'''

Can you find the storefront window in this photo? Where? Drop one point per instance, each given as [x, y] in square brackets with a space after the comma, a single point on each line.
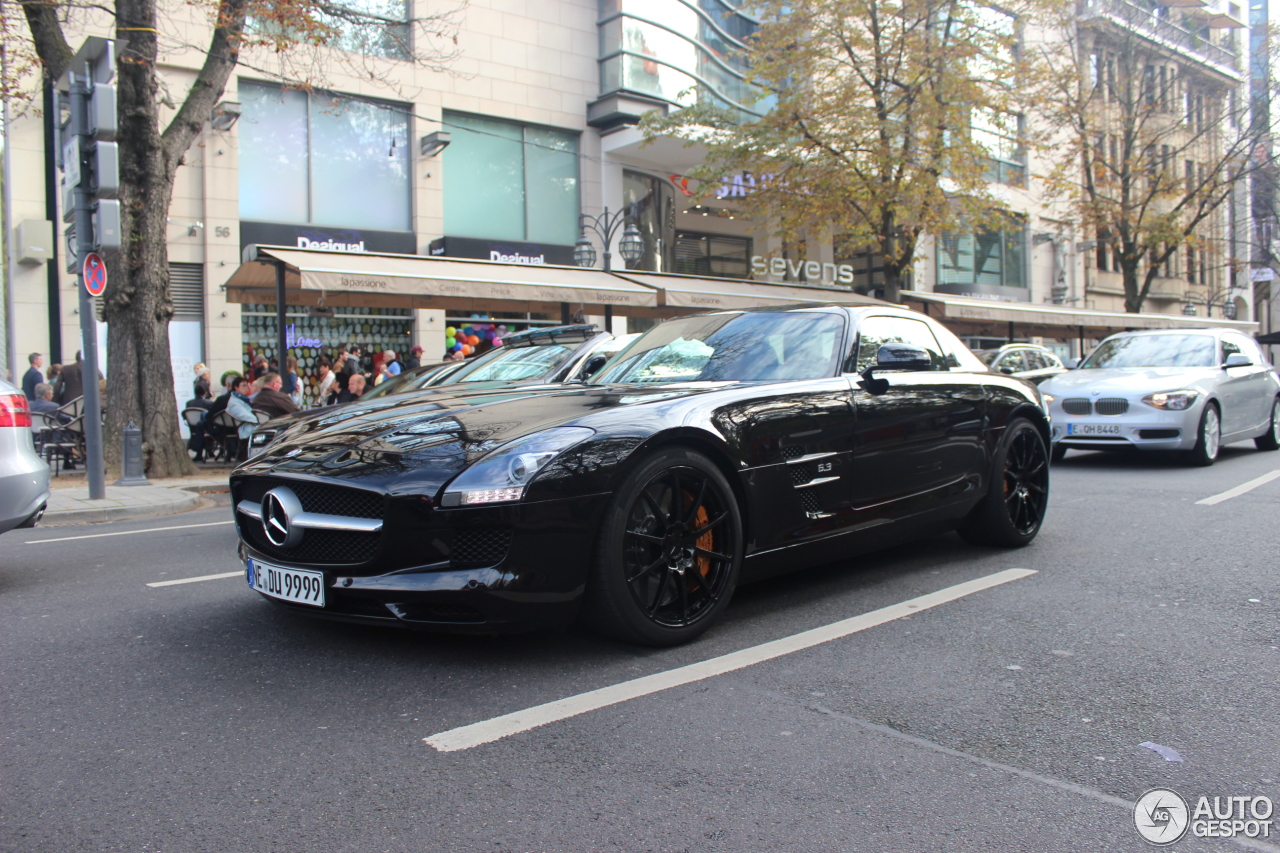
[374, 329]
[323, 159]
[987, 259]
[507, 181]
[650, 205]
[713, 255]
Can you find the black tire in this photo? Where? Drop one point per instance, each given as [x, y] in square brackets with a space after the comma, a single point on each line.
[1013, 510]
[670, 552]
[1208, 436]
[1270, 439]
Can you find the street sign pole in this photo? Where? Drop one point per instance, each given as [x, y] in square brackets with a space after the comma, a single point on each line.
[95, 461]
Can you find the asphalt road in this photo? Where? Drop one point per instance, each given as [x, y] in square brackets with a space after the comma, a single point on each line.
[197, 717]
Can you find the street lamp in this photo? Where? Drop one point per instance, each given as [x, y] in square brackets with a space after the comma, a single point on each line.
[606, 226]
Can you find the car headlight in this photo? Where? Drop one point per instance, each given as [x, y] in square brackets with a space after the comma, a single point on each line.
[502, 475]
[1171, 400]
[259, 442]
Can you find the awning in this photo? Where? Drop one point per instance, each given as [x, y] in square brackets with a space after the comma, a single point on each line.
[968, 315]
[415, 281]
[693, 293]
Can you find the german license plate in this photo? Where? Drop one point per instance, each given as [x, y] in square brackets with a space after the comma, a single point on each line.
[288, 584]
[1093, 429]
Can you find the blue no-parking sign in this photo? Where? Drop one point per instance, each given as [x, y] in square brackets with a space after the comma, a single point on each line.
[95, 274]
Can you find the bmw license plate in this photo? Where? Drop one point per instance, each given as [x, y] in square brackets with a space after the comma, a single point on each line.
[1093, 429]
[289, 584]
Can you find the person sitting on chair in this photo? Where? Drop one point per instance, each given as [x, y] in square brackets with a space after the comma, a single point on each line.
[272, 398]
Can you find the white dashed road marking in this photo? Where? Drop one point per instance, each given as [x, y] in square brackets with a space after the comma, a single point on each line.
[128, 533]
[1239, 489]
[510, 724]
[196, 580]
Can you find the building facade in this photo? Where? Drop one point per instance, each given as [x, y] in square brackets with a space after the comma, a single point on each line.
[496, 158]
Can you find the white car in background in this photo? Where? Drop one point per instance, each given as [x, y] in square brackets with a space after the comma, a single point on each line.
[23, 475]
[1171, 389]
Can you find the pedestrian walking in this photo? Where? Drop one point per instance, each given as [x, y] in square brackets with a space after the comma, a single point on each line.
[32, 377]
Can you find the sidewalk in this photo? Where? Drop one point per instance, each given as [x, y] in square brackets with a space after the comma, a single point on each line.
[69, 503]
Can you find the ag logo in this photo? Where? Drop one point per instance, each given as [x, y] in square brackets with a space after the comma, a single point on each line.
[1161, 816]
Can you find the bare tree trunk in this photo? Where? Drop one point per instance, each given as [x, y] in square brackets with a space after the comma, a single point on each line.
[138, 308]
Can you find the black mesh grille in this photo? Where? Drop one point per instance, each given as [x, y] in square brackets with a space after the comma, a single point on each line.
[316, 497]
[809, 501]
[480, 546]
[316, 546]
[1111, 406]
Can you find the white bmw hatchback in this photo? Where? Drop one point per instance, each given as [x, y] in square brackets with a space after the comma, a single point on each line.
[1176, 389]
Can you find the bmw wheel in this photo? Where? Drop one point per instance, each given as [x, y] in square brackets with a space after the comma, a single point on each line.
[1013, 510]
[670, 552]
[1270, 439]
[1207, 437]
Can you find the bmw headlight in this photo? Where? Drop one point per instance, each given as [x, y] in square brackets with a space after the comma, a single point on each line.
[502, 475]
[1171, 400]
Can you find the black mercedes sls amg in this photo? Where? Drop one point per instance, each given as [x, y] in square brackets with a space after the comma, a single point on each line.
[713, 450]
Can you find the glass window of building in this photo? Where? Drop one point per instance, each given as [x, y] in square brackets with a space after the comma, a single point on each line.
[982, 259]
[713, 255]
[652, 206]
[508, 181]
[323, 159]
[679, 51]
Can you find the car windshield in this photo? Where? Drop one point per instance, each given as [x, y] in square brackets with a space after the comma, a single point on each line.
[731, 347]
[516, 364]
[1155, 351]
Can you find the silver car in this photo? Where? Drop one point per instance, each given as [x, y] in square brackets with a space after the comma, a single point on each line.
[1176, 389]
[23, 475]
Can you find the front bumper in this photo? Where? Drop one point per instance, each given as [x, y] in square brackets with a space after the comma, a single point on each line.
[538, 582]
[1142, 427]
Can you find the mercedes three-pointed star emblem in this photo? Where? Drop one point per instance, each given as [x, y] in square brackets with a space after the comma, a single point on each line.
[280, 506]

'''

Except for pictures, copy the records above exactly.

_REPLY TO THE EXERCISE:_
Can you find the storefront window in this photo? Where? Drop one point per instance, each given as [x, y] in square brackets with a space after the comma, a single point on each line.
[374, 329]
[323, 159]
[987, 259]
[507, 181]
[650, 205]
[713, 255]
Can you find the black tire in this photo? Where? Drop one point per instance, each given as [x, y] in square brackets with a space after the comma, a single point on each line.
[1013, 510]
[670, 552]
[1208, 436]
[1270, 439]
Can you find the street sign pole in this photo? Where? Drop one point per instance, each given as [x, y] in square brackets with a space after the comma, a single point on each line.
[95, 461]
Can you find the asphalt road in this photo? Where? Drop one point per instance, each given as [x, y] in square brackets with a space after the comma, a single point on each line.
[197, 717]
Can you find the street lamp in this photo? Where? Drop one point per instance, each given as [x, y] in square brackets with a space after the comma, a single point on each line.
[606, 226]
Can you find the car headlight in this photo? Where? Drop one point per instance, each given as [x, y] in square brackets with a space after the comma, a single point on each line.
[502, 475]
[1171, 400]
[259, 442]
Can you find the awning in this photo? Where? Drop one point per instance, each given as [x, y] in square brackets with a space after the comma, a single point on each line.
[968, 315]
[415, 281]
[693, 293]
Can you find the german license plate in this photo? Where? Drop one point per instance, each given as [x, y] in square brackets with a space after the comma, a single point on each line.
[288, 584]
[1093, 429]
Can you find the blue no-parking sign in this photo? Where? Drop one point per instance, each given as [x, y] in square brackets with a space after the comma, a single point on each line.
[95, 274]
Can you find the bmw license plate in this photo? Where? Drop one point per instance, each given as [x, y] in square brackets with a space after the comma, a single point on each line.
[1093, 429]
[289, 584]
Can you find the person sitting on chair in this photo? Where? Drop one point per instance, each given as [x, y] in square brackets with a space after the comma, a single point on each line.
[272, 398]
Can you find the white dashed road marking in this photo? Where? Drop one point per instance, each given as [x, y] in square brackets with a space after the comma, a single point on each line.
[128, 533]
[1239, 489]
[510, 724]
[196, 580]
Can you find the building facade in this photo? Where? Drop one point per instance, each given as [x, y] in square brackets with a space after the comma, a single point on each line.
[496, 158]
Can you find the white car in background in this photo? Where? Drop one point per instance, each given as [x, y] in square brackets with a space after the comma, a single point on each line.
[23, 475]
[1171, 389]
Can you find the pedestrian walking in this photo? Where? Drop one point per instance, each given as [x, y] in square brackets with a space after the comma, a single point on each line.
[32, 377]
Can you find the sidewalk in this photo? Where? Drop one point per instance, each given as [x, y] in square brackets with a space after the comma, a single point on each line.
[69, 503]
Can you find the ag logo in this photo? Where? Drop one point per instance, each given as [x, y] in square brackets with a space after the comma, a single point on each line.
[1161, 816]
Can you find the bare tree trunk in this photo? Where? Drop one point per instance, each given as [x, y] in square brackets with a space after the comma, a single point on each line.
[138, 308]
Can you find the black mesh grille in this photo? Where? Drop one point per instance, each given as [x, y] in square brackets with a space after the comma, a single point on each line.
[316, 497]
[809, 501]
[480, 546]
[316, 546]
[1111, 406]
Can you find the white bmw hatchback in this photo? Where? Drop one point per instance, each given as [x, y] in square brackets with a space after the comma, a single point on each line.
[1176, 389]
Can you find the bmw wheel in this photo? Where? Drop one point per instance, each given as [x, y] in square brackets with a space after the comma, a single point on each line.
[1013, 510]
[670, 552]
[1270, 439]
[1207, 437]
Can you find the bmw headlight in this photo? Where? Drop one point per instance, each given as [x, y] in square brackets with a space after the comma, a single point on each line.
[502, 475]
[1171, 400]
Can you find the black mercedes sls amg in this photo? Where? Drop one point per instance, each given as [x, y] in square brackets with a space after the comma, a single point on each line.
[713, 450]
Can you find the glass window of building in this photo? Where? Drop one point per instance, each given as [x, y] in square brackets with a space after the comma, a single point on each line.
[982, 259]
[713, 255]
[652, 206]
[508, 181]
[323, 159]
[679, 51]
Can you find the car windshield in this photo? Where? Drop one point per instance, each given as [x, y] in square brackets with a space after the comma, a single point on each line.
[731, 347]
[516, 364]
[1155, 351]
Can you find the silver car in this photo? Where? Drop one point per instance, each given as [x, y] in square brackets with a space after the comma, a single point on each line.
[1176, 389]
[23, 475]
Can you find the front bumper in this photo? Where? Drop one point per instance, each given as [x, y] in square brackets with a space after the comma, a single point on each line.
[538, 582]
[1142, 427]
Can you find the mercedes three-pointed star emblem in this photo? Where? Drop one point per instance, each given as [x, y] in square brackets with a space after the comma, a single point on each line.
[280, 506]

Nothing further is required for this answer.